> _Exercise_
With the line containing "Query: milo logo on polo shirt" as the starting point, output every line of the data below through its final line, character for character.

········

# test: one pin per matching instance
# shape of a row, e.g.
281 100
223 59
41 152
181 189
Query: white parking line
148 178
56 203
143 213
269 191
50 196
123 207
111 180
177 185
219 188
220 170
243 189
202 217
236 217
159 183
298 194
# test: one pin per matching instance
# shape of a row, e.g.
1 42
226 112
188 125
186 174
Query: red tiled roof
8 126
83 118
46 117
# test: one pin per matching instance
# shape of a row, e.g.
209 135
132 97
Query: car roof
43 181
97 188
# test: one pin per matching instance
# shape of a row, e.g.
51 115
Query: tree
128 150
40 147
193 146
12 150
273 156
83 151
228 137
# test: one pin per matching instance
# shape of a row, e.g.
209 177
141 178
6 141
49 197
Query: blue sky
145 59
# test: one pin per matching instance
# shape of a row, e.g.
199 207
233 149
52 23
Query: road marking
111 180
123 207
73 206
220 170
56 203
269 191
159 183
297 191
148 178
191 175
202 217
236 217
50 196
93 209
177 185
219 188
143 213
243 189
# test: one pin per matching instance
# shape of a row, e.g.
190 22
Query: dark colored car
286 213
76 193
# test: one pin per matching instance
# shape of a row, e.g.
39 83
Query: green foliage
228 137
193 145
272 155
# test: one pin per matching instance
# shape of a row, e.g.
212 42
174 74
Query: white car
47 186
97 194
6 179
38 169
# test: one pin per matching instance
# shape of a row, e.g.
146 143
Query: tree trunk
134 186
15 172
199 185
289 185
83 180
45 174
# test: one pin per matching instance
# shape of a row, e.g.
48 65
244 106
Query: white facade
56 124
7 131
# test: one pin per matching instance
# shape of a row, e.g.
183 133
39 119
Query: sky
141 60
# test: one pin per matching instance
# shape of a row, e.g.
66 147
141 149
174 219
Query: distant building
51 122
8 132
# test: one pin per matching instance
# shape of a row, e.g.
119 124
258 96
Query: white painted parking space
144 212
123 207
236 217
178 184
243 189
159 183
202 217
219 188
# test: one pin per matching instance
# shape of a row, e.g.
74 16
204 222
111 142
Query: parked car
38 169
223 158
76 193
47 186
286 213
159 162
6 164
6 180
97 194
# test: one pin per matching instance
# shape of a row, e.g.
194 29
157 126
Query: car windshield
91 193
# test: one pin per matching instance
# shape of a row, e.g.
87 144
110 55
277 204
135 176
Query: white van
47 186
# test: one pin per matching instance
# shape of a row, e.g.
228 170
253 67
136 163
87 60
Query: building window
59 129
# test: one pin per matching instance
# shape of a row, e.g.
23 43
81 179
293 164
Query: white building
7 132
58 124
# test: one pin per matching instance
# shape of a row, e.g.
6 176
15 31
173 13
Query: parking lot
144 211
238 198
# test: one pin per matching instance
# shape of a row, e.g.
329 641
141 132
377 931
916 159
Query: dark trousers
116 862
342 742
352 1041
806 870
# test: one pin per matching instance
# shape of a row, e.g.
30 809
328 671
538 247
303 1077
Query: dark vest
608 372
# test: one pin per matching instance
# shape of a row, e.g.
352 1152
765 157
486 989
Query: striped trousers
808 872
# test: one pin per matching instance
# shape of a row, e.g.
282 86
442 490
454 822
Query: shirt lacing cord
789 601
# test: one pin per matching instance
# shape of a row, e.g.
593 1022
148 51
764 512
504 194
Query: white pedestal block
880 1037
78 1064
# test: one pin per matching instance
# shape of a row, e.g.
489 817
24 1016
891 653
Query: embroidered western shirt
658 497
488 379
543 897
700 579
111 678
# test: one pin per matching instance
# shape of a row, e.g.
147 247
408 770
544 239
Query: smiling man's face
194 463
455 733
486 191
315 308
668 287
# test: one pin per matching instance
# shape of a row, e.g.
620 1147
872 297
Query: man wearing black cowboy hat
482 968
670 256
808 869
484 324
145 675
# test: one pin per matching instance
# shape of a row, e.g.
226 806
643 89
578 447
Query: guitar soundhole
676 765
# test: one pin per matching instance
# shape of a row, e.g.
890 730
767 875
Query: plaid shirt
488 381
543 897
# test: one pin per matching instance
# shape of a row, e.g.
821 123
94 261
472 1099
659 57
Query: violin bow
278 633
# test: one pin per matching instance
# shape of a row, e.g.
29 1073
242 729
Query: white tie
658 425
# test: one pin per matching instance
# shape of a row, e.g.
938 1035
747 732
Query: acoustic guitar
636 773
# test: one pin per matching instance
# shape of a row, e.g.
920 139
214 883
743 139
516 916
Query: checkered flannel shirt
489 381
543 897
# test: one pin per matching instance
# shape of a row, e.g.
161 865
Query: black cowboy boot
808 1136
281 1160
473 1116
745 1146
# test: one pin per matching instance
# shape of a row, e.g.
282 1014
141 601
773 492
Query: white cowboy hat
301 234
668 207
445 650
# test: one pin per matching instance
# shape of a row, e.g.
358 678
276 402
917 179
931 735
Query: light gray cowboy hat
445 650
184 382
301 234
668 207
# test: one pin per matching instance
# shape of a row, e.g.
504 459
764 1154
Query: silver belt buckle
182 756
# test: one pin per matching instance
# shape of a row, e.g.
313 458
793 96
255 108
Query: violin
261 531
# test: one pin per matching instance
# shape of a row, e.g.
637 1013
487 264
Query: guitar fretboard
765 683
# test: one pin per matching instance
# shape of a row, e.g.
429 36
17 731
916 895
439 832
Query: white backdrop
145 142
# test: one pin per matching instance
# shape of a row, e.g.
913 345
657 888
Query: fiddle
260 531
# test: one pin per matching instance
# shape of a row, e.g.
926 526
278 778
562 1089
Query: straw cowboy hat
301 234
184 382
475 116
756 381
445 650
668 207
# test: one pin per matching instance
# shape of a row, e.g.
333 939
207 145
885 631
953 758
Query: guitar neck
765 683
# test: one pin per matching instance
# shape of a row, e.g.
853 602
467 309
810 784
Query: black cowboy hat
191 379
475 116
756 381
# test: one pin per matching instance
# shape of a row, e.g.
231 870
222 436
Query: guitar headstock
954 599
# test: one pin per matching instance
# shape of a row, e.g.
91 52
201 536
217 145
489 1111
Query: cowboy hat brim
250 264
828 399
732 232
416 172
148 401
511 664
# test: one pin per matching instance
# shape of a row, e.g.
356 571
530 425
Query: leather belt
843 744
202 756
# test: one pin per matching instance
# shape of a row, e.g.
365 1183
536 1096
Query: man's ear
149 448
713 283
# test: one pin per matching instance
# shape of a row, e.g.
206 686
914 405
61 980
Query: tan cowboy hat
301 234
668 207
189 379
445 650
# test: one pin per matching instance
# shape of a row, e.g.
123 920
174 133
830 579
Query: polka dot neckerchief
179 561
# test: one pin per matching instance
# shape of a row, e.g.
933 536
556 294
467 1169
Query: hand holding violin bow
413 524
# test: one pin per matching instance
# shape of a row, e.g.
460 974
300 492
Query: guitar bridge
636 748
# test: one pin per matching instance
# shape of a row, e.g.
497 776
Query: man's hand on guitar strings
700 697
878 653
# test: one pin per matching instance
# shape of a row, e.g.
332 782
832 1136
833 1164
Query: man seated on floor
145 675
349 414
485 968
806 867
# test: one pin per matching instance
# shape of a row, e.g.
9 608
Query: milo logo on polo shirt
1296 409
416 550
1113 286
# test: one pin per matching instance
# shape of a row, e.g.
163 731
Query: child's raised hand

········

> _Answer for this exercise_
Query: milo logo on polo shirt
1296 409
416 550
1113 286
# test: one pin per matching instance
# shape of a row, e.g.
163 731
Query: child's raised hand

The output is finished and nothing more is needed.